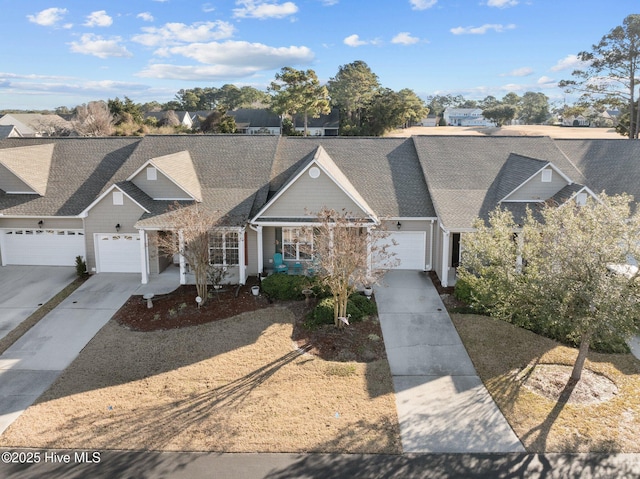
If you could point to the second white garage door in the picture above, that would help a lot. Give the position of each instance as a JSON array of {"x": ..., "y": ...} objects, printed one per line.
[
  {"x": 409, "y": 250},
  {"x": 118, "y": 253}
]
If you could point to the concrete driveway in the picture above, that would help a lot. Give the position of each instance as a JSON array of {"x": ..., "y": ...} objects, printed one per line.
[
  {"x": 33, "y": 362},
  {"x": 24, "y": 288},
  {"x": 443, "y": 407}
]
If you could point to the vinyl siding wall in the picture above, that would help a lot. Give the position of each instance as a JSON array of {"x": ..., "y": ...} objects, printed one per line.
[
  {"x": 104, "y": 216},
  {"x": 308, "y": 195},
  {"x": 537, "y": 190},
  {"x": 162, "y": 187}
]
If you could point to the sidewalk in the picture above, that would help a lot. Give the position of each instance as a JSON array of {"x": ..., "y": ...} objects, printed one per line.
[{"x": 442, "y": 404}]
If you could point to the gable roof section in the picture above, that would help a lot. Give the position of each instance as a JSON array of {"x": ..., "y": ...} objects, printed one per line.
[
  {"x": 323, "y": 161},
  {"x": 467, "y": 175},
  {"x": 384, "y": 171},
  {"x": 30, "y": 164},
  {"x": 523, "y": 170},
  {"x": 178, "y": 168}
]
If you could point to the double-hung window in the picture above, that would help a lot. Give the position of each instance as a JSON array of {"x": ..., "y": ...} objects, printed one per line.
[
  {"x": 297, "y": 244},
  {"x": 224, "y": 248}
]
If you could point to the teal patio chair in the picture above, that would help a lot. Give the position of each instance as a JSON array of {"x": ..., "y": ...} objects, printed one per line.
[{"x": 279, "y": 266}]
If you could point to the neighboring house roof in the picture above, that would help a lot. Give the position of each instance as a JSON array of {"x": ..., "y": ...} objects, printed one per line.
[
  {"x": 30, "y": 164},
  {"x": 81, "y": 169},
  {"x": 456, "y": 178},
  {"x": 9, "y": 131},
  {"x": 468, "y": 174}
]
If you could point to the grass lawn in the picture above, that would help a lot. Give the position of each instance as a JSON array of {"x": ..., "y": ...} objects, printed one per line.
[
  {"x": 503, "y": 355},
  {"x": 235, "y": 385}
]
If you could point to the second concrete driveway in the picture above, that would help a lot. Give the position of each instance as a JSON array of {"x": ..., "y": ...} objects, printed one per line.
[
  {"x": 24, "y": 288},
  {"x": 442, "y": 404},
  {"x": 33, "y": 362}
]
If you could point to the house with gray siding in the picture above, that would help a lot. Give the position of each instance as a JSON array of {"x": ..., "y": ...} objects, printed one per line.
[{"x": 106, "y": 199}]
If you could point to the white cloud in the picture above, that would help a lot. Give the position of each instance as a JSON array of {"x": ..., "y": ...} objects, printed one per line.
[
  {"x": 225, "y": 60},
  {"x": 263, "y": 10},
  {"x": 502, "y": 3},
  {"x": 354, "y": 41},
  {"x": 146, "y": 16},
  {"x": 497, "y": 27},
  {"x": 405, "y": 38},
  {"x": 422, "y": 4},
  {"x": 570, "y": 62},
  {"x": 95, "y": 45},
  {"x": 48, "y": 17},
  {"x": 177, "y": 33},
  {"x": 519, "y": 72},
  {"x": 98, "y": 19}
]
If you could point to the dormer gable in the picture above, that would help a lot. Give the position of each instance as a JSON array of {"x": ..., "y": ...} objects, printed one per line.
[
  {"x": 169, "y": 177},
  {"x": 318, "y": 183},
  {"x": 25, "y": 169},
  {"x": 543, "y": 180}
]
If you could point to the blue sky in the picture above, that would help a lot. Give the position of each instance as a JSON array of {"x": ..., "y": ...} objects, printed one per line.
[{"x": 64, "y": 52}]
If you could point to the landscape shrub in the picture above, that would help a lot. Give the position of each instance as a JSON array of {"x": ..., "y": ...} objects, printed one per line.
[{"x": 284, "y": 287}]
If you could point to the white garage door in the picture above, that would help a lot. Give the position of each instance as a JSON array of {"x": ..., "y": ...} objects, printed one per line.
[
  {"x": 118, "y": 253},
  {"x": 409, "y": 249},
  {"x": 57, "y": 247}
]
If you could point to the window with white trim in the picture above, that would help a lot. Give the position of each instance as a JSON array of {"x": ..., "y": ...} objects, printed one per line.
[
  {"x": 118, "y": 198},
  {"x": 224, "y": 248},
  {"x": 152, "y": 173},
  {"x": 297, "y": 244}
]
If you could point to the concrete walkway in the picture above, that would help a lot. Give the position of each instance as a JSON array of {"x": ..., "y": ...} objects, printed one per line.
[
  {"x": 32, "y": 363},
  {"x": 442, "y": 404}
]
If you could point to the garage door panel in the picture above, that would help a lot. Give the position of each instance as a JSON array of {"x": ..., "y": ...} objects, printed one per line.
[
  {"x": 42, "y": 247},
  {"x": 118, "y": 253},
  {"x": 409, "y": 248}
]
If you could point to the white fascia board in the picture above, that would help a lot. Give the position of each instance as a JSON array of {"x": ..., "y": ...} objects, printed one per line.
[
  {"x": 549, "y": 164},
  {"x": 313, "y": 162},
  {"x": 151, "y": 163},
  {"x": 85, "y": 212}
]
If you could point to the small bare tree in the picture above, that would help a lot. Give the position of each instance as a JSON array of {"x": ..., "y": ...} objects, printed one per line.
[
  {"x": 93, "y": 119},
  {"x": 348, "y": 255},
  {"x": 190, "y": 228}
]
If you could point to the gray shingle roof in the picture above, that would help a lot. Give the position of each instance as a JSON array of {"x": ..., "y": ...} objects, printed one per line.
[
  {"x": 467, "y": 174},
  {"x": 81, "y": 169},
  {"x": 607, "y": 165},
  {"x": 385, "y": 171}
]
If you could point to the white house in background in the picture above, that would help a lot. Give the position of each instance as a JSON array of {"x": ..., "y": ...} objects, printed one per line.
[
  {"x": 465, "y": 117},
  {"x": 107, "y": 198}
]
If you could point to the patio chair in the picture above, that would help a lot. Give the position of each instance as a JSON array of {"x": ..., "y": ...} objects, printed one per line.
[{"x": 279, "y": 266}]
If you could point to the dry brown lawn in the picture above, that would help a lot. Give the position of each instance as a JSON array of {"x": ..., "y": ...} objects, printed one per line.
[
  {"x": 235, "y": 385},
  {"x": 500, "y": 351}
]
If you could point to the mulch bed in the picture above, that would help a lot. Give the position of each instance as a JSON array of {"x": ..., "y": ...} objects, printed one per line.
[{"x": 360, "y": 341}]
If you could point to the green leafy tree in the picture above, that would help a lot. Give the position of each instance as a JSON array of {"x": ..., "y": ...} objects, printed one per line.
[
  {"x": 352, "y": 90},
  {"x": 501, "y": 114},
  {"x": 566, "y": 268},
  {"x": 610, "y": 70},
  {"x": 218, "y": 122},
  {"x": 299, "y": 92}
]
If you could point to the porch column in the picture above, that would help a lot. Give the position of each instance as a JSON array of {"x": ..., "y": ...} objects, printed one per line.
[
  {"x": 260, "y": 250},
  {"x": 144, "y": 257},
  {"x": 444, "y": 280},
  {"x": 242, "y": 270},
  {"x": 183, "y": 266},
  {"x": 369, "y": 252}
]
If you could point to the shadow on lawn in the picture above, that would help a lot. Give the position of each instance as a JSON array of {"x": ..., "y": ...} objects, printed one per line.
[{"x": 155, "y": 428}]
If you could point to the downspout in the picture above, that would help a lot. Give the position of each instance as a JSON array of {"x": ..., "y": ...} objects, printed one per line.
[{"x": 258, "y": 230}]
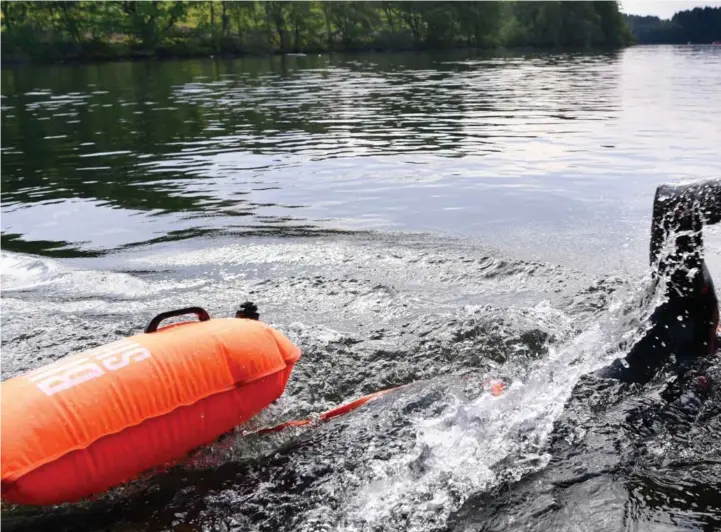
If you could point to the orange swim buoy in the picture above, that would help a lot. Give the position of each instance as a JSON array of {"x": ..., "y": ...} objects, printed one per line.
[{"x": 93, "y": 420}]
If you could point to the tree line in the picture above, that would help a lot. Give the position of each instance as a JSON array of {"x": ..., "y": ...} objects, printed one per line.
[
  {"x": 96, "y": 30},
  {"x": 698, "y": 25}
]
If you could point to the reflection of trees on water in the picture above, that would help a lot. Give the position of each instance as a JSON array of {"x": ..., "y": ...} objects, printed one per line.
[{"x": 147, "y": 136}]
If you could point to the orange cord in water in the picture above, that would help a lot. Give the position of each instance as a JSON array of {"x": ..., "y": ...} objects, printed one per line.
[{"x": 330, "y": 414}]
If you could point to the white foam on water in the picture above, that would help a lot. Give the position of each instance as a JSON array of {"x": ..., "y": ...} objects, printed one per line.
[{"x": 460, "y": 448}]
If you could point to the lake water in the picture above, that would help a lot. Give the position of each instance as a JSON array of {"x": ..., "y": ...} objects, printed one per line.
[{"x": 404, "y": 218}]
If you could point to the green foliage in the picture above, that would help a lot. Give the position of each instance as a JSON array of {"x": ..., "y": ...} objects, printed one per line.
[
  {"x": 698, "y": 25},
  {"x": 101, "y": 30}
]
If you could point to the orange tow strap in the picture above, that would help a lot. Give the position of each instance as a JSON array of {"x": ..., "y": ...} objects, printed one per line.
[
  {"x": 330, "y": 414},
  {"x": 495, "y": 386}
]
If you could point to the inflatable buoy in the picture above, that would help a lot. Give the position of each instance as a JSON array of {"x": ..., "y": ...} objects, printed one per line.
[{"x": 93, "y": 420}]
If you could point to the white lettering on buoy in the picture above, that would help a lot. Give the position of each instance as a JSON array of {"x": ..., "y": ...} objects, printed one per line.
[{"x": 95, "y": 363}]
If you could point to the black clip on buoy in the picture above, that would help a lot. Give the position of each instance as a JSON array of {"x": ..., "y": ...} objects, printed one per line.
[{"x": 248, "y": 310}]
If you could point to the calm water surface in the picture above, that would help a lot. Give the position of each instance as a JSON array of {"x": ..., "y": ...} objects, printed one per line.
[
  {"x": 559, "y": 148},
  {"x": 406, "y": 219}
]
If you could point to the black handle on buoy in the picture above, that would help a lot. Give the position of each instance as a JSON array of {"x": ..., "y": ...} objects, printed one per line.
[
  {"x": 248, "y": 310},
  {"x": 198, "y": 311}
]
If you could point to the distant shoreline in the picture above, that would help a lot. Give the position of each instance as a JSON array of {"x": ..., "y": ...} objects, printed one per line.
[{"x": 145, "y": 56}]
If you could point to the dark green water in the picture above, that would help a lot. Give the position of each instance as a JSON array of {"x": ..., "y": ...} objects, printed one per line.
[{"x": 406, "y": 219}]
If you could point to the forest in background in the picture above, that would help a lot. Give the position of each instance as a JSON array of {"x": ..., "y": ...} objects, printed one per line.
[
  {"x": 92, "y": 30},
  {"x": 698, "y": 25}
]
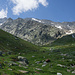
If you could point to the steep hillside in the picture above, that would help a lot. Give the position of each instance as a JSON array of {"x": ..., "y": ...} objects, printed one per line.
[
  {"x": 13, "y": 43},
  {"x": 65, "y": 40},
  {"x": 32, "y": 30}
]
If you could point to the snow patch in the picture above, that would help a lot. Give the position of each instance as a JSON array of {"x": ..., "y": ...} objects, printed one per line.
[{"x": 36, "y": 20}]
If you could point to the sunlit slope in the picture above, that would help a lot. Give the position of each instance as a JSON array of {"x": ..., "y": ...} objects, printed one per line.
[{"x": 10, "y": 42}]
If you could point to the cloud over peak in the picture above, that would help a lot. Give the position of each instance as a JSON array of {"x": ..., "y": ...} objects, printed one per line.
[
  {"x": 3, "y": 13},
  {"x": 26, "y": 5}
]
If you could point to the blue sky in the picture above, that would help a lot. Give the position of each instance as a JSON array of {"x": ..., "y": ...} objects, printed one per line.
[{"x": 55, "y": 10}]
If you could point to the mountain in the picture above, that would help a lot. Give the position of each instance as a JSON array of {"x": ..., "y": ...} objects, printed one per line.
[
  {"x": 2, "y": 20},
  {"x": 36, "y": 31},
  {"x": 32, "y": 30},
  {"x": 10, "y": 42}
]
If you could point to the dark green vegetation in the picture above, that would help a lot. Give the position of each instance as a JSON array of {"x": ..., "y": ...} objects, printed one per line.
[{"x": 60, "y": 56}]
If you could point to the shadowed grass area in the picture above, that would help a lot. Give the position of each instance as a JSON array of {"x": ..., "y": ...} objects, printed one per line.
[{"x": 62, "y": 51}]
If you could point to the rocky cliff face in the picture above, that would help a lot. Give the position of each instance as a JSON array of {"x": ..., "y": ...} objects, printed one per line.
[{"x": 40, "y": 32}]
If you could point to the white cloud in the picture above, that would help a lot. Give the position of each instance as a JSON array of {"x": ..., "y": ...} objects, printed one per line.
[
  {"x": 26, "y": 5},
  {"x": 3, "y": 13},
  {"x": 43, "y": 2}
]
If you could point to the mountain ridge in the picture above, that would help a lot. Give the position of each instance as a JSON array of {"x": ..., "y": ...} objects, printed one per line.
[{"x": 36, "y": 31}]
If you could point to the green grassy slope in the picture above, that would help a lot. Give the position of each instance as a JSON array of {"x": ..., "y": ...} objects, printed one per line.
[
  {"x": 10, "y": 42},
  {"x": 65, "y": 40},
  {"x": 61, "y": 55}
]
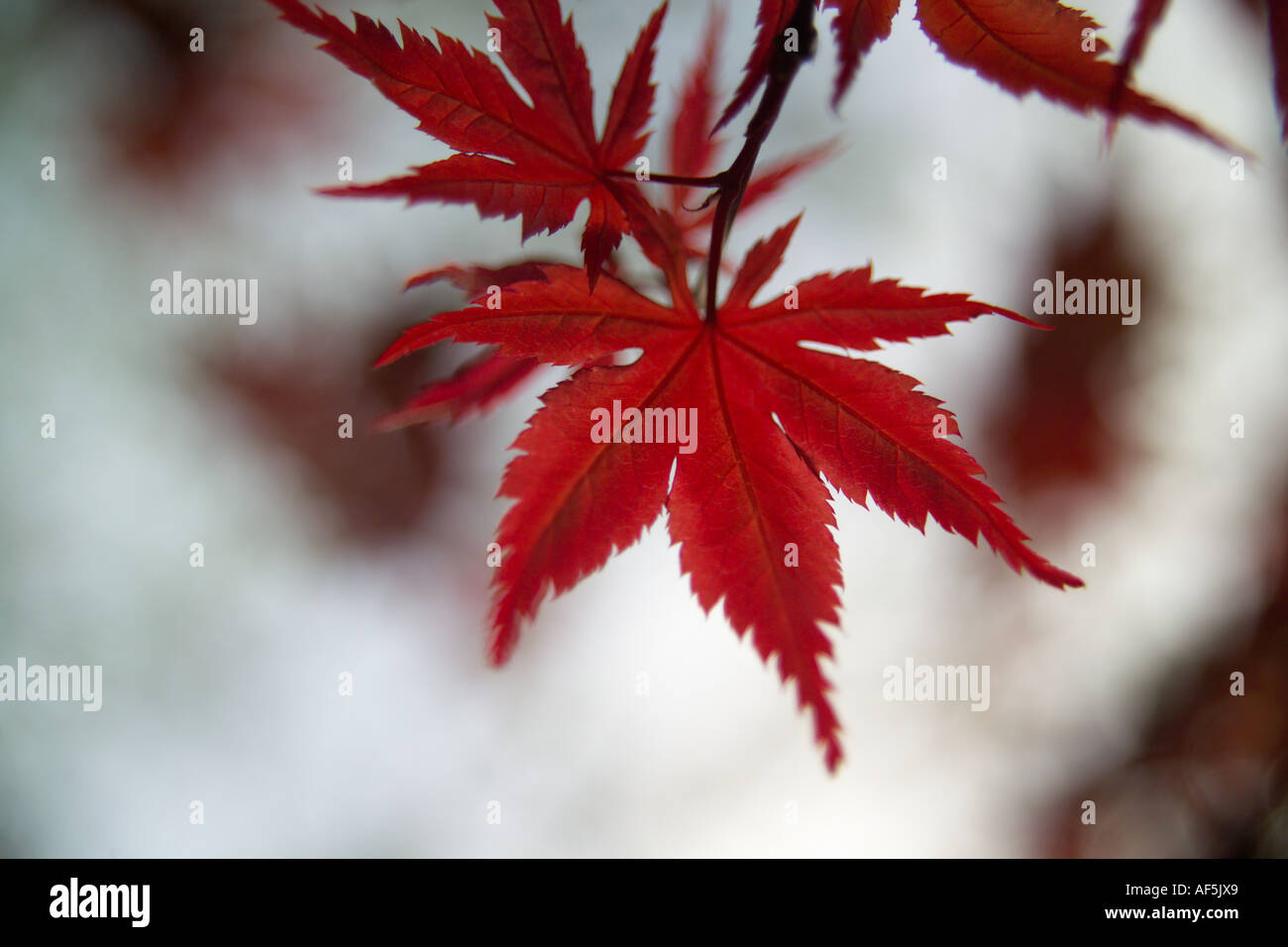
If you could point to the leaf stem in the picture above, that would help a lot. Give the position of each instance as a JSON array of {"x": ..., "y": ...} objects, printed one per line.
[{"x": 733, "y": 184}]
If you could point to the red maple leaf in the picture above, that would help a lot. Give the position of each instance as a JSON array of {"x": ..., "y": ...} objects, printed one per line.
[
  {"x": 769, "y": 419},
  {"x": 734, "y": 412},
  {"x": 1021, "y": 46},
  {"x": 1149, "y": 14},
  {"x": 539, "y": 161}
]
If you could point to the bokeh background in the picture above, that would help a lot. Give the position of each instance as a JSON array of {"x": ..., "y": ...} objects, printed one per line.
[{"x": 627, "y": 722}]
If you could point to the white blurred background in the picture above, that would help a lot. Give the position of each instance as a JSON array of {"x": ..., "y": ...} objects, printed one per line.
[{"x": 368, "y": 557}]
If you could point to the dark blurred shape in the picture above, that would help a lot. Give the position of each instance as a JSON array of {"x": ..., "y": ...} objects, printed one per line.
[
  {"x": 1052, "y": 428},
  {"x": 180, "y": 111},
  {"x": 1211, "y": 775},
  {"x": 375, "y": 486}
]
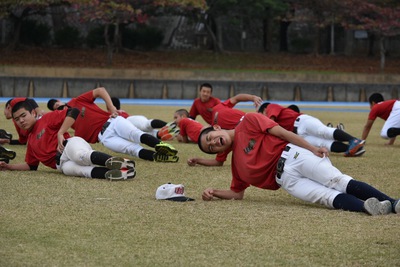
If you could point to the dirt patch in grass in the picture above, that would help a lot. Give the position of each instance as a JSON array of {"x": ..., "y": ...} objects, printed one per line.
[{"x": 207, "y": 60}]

SHORT EXERCISE
Emit the lines of the data above from the one containing "If you could point to the dark blurred" through its final line, both endpoints included. Pictures do not belong in the output.

ANSWER BELOW
If you could point to the dark blurred shape in the picture above, that would help a lot. Give the position of each instance as a JSON array of {"x": ..., "y": ...} objects, printed one per line.
[
  {"x": 1052, "y": 428},
  {"x": 180, "y": 111},
  {"x": 1211, "y": 775},
  {"x": 375, "y": 486}
]
If you could point to the dirt patch in grass in the picture above, that would help a lot. Give the position of each instance as a JSON array of {"x": ..., "y": ...} objects, printed one per line.
[{"x": 207, "y": 60}]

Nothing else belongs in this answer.